_EXCERPTED DATA:_

● ● ●

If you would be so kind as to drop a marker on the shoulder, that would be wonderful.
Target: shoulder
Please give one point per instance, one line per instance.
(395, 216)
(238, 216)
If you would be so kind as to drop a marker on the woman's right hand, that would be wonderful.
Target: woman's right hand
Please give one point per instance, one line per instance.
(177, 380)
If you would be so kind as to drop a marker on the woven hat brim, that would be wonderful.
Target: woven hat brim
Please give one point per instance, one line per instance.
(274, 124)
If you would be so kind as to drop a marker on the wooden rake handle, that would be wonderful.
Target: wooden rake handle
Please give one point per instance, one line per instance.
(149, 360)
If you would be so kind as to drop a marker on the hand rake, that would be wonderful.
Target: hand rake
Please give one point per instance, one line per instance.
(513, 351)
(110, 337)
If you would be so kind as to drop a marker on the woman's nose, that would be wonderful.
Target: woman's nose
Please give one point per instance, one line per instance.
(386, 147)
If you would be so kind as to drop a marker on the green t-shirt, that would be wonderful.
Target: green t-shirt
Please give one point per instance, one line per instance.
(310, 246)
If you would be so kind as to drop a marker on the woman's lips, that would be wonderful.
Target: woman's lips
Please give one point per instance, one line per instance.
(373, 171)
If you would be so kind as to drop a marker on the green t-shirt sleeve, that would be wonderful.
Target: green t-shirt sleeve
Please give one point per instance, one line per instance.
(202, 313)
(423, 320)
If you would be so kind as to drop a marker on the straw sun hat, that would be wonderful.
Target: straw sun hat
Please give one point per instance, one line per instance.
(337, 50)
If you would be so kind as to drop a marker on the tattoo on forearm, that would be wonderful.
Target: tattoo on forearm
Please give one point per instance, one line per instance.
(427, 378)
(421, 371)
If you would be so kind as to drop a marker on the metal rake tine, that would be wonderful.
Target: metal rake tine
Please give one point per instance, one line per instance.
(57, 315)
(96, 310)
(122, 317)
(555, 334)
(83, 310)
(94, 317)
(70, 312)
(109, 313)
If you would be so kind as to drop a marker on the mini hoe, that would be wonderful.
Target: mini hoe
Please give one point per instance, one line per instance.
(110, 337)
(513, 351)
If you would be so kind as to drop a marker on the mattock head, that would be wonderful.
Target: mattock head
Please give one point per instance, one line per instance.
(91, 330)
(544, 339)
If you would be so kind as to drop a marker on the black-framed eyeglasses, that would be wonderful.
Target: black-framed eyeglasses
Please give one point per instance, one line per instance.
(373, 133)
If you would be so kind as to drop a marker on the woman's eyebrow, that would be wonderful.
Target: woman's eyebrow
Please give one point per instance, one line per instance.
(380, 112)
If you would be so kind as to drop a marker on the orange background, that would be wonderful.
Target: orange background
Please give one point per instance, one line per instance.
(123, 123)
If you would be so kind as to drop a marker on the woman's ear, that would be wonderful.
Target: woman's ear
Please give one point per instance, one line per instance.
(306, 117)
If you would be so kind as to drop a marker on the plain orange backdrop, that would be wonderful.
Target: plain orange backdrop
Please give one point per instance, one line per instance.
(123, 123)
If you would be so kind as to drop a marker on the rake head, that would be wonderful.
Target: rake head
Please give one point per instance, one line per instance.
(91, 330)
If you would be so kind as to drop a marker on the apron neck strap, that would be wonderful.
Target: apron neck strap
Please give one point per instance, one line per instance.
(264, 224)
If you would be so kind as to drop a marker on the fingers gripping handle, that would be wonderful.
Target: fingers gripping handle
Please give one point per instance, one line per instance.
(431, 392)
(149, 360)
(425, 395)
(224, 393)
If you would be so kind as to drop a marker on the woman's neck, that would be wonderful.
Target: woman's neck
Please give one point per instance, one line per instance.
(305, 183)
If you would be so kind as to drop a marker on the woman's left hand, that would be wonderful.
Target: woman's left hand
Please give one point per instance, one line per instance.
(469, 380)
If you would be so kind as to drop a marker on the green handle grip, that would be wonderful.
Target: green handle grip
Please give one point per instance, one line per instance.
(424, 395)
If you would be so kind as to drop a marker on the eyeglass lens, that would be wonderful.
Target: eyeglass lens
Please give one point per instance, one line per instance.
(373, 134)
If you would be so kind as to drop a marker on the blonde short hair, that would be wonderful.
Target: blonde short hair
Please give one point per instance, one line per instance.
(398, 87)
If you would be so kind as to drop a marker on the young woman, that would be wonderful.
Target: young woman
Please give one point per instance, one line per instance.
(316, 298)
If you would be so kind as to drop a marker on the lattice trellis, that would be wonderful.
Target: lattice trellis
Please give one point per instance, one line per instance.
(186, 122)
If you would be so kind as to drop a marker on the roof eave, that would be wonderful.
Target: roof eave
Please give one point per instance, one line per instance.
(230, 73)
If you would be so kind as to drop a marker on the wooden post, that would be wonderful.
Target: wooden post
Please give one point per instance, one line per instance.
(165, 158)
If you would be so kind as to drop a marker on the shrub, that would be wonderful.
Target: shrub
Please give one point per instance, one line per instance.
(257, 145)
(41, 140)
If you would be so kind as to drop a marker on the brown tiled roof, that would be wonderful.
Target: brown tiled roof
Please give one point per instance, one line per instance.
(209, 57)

● ● ●

_PROBLEM DETAILS:_
Return the lines above, from the one containing "post, that would be wonderful." to the end, exactly as they stand.

_ANSWER FOR THIS EXERCISE:_
If you would be so kind as to drop a marker on the wooden post, that would be wonderful.
Target: wooden post
Please give one point per instance, one line per instance.
(165, 158)
If you would be so kind as to drop a marker on the shrub, that would be wonderful.
Target: shrub
Please give one point per instance, one line per instance.
(257, 145)
(41, 140)
If you would be so kind as to drop a marker on the brown tiled roof, that would be wonderful.
Target: brown tiled roof
Please give one point per instance, one line per instance.
(209, 57)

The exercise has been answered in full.